_What you need to do_
Starting with the line containing "Target: compound eye" and going on through the last of the lines, copy those lines again, switching "pin" to "marker" and leaving everything else unchanged.

_Provided data_
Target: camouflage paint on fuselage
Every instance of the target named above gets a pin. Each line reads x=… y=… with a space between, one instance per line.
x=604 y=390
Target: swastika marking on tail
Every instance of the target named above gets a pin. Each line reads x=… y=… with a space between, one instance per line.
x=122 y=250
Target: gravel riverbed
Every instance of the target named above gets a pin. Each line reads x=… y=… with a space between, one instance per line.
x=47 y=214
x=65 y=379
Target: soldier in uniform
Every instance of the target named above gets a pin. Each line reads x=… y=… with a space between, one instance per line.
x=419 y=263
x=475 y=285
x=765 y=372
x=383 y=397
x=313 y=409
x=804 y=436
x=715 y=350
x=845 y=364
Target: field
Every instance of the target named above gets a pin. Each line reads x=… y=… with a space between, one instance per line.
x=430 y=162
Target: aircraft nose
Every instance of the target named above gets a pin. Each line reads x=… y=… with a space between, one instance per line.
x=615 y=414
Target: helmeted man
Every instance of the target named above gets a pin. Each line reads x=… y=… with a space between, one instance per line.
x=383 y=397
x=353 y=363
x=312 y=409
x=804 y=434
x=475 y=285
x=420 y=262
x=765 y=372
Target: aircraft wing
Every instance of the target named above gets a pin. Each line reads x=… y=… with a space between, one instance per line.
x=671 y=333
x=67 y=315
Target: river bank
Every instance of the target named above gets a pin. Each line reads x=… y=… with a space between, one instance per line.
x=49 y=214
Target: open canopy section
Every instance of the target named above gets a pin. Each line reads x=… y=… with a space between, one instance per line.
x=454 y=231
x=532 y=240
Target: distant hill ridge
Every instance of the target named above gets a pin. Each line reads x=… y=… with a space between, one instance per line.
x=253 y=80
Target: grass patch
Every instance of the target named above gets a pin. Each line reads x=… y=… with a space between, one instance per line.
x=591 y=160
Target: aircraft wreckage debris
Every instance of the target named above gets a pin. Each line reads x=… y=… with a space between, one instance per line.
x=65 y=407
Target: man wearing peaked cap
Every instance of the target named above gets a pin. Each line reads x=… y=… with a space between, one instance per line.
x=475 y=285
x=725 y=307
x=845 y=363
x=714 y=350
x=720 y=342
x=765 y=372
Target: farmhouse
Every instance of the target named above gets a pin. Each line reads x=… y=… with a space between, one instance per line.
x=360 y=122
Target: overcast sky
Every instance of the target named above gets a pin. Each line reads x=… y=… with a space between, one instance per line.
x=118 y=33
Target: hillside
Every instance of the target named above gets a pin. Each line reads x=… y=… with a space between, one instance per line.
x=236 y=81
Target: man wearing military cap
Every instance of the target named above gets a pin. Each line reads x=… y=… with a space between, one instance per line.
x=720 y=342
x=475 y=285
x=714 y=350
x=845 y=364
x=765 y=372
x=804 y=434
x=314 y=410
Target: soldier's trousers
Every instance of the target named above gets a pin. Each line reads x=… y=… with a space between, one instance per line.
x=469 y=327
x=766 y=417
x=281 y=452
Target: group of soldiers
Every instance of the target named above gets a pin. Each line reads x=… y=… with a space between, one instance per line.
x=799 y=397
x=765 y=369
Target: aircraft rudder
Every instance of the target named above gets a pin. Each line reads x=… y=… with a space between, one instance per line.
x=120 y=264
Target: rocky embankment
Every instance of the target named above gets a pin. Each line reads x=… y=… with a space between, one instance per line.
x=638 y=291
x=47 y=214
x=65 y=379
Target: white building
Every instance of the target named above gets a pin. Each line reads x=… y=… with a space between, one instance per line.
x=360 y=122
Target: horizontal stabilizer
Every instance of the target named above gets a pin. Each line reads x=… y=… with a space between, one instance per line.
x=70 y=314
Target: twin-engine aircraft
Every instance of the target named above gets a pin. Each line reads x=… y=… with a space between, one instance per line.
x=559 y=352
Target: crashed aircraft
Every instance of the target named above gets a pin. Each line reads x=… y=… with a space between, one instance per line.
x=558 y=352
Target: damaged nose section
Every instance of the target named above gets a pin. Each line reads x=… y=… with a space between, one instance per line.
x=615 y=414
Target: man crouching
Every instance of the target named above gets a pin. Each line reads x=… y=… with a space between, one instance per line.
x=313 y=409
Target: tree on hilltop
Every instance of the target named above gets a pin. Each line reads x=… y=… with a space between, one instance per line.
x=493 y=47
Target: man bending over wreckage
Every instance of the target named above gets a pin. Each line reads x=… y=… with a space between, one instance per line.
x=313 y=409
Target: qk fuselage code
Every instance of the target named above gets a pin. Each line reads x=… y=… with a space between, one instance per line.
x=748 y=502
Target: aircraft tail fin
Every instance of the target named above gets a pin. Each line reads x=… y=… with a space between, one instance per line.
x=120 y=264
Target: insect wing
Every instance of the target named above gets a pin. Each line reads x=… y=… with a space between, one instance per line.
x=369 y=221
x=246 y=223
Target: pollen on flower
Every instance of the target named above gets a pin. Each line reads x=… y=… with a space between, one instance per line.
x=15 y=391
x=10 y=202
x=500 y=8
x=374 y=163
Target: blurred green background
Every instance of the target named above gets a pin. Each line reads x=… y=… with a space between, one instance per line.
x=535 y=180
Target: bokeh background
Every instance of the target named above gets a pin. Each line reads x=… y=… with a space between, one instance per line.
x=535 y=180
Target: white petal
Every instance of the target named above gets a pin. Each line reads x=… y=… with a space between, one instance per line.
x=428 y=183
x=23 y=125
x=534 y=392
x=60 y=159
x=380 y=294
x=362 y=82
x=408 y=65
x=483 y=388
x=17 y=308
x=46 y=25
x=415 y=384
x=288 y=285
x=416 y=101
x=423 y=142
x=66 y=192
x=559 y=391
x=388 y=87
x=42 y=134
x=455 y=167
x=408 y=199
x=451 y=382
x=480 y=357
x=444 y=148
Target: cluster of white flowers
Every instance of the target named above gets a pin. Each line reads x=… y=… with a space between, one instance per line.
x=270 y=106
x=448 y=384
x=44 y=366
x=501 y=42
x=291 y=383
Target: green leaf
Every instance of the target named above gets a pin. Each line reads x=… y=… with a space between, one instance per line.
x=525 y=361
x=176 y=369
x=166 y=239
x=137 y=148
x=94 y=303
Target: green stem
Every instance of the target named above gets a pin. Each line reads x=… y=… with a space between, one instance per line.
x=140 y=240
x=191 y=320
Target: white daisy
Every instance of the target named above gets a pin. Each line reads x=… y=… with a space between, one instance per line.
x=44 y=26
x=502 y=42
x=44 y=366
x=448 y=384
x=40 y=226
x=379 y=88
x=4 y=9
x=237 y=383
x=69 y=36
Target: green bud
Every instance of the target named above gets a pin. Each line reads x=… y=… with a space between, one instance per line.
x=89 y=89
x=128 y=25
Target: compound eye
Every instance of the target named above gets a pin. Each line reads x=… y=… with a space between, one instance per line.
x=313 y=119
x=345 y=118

_Task solution_
Target: compound eye
Every instance of the target named above gets a marker. Each line reads x=… y=… with a space between, one instance per line.
x=313 y=119
x=345 y=118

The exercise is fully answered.